WHAT IS ASKED:
How many lines in the entries below contain the word "footballer"? Reply with the number alone.

TASK DATA:

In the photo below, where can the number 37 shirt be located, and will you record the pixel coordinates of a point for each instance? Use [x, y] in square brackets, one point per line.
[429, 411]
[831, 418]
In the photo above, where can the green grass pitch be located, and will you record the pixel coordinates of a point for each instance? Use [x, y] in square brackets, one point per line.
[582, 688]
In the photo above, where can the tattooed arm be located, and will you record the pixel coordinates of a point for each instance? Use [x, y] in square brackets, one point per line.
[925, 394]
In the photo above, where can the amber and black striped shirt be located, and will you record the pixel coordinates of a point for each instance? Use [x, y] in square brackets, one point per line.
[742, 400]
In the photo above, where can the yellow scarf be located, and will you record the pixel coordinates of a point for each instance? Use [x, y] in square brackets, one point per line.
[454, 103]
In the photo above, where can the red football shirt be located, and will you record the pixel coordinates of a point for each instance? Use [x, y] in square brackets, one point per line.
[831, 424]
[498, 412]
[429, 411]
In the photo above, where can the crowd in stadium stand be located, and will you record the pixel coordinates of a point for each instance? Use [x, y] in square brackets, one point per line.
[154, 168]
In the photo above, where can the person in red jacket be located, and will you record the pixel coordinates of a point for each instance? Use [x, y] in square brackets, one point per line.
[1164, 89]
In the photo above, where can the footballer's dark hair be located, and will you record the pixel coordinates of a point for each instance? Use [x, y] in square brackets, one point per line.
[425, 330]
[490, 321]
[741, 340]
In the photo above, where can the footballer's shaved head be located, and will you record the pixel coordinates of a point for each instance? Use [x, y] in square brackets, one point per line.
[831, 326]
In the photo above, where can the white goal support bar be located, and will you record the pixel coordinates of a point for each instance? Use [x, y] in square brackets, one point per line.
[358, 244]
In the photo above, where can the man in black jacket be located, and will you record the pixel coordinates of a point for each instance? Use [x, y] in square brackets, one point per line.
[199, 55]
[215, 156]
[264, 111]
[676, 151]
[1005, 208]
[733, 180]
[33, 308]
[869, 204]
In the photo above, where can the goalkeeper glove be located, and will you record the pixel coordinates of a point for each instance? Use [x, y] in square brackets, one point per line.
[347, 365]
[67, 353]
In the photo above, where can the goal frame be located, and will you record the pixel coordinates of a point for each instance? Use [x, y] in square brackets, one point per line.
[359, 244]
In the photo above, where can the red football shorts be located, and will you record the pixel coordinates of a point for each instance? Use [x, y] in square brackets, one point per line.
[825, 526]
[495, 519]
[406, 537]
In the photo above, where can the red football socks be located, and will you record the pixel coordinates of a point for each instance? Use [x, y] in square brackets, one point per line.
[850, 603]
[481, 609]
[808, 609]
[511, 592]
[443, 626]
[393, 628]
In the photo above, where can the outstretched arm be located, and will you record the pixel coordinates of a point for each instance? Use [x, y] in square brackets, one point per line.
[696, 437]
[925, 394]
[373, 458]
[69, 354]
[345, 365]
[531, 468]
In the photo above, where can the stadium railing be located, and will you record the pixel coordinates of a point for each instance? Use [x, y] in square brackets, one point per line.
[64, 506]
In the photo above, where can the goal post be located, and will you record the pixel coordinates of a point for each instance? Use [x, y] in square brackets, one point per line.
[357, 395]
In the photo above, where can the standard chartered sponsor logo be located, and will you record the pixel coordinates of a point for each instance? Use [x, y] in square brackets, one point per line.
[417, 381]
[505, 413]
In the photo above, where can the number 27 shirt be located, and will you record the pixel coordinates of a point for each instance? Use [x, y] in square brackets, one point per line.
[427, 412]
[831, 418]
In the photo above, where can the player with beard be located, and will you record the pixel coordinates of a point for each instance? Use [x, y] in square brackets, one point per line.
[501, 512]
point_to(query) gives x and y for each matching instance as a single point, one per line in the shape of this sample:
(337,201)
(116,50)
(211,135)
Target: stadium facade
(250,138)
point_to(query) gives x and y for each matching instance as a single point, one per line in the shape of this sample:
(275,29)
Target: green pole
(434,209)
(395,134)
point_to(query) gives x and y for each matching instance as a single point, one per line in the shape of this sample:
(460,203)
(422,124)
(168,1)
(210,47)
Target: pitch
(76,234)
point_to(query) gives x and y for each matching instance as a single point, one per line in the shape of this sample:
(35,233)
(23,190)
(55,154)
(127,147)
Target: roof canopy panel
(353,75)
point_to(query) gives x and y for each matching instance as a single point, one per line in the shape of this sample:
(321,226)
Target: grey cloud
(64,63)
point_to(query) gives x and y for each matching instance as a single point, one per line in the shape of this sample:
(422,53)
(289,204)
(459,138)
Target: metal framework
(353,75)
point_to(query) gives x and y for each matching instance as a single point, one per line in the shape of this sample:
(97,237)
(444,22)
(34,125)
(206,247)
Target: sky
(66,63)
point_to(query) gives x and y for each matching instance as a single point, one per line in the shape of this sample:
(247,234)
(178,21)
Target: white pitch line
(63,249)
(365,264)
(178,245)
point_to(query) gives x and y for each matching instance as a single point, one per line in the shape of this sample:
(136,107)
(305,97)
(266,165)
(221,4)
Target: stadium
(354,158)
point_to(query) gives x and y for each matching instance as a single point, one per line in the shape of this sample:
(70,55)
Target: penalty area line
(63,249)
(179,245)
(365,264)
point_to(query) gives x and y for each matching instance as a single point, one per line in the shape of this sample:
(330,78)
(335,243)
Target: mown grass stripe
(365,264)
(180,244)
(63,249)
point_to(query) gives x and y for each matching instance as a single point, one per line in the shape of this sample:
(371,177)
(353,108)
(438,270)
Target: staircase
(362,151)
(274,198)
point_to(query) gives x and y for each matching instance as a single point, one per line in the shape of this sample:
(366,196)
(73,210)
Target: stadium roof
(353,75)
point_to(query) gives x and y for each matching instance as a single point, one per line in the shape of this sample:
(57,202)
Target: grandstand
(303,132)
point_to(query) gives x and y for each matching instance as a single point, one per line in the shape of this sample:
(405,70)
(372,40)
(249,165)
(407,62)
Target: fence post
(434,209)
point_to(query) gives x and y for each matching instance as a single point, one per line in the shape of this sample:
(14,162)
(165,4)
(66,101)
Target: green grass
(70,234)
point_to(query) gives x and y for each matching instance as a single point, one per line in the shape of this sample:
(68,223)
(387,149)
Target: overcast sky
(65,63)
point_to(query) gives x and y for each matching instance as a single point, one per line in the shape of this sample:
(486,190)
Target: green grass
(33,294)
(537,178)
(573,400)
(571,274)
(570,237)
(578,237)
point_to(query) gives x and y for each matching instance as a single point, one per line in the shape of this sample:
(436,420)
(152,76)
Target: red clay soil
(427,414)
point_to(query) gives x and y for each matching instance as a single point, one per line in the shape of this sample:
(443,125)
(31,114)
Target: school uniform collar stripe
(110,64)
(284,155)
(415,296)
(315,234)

RESPONSE:
2